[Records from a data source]
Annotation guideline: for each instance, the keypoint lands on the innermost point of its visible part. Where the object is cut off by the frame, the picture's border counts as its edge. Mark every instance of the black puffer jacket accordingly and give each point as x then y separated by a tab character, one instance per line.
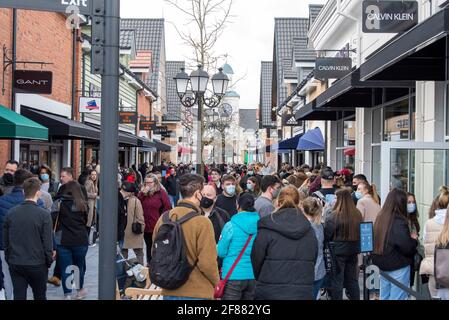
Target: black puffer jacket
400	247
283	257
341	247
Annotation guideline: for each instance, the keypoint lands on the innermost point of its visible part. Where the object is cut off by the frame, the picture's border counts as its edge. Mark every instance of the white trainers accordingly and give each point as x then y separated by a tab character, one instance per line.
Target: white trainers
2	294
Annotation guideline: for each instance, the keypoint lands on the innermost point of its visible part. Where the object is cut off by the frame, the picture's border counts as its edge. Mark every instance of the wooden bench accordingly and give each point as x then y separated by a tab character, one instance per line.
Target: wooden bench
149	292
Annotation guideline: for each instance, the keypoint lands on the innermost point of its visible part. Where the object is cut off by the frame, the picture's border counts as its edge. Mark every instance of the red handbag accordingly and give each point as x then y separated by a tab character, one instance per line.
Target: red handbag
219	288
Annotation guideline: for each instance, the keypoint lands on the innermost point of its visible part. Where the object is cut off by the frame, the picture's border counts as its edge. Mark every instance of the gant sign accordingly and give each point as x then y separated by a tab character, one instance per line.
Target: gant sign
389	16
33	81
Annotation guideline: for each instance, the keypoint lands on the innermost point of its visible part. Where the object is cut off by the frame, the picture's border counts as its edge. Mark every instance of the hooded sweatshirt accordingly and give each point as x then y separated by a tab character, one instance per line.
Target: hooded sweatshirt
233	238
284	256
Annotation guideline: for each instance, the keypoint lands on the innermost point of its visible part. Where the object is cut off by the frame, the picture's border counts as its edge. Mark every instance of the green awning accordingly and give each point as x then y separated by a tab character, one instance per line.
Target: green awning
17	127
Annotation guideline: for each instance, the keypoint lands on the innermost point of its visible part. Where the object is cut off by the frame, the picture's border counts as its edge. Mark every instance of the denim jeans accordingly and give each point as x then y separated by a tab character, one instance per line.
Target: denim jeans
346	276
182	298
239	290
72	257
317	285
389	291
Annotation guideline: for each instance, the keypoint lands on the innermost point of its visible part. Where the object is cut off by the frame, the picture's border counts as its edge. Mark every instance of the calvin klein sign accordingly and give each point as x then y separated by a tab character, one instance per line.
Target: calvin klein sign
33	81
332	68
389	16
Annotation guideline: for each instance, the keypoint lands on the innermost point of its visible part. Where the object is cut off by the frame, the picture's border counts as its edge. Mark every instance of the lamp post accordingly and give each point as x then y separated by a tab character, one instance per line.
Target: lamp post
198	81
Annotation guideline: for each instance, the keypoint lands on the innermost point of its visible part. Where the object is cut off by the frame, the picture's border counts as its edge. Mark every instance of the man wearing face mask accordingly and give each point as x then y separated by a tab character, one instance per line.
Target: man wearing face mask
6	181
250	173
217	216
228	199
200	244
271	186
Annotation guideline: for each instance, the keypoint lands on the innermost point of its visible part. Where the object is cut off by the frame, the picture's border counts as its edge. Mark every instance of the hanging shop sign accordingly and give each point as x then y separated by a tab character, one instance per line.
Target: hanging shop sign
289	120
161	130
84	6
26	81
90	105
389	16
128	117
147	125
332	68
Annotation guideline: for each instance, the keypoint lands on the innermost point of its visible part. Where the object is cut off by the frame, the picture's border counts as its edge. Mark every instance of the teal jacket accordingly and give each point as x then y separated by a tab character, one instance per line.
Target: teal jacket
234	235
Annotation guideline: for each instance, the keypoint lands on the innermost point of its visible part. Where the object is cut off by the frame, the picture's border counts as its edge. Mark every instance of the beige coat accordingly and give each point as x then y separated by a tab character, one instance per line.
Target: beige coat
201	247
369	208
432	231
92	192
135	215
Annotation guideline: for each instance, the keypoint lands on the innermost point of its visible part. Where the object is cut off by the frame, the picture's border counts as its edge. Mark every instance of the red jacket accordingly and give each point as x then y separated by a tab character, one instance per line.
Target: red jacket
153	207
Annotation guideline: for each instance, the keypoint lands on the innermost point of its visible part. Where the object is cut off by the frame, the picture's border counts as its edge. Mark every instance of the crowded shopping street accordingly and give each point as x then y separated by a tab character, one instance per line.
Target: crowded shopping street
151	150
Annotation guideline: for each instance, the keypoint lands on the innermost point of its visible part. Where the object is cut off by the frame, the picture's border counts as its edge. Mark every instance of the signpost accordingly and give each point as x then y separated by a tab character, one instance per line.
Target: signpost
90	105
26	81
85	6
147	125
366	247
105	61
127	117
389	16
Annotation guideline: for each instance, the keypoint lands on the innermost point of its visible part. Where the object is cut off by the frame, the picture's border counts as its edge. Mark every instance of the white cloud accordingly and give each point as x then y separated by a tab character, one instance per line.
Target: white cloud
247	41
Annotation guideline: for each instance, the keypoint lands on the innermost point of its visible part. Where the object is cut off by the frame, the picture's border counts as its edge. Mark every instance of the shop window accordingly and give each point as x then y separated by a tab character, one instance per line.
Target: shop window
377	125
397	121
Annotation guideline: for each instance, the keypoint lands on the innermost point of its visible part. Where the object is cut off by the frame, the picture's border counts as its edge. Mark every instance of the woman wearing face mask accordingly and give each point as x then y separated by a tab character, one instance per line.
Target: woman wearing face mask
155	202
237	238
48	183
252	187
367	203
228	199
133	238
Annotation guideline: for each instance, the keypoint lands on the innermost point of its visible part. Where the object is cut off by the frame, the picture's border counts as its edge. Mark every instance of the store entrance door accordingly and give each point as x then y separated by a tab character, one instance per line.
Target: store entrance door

[What you should do]
Determine how many lines of the data contain the word "entrance", and reply with that number only.

[Written response]
2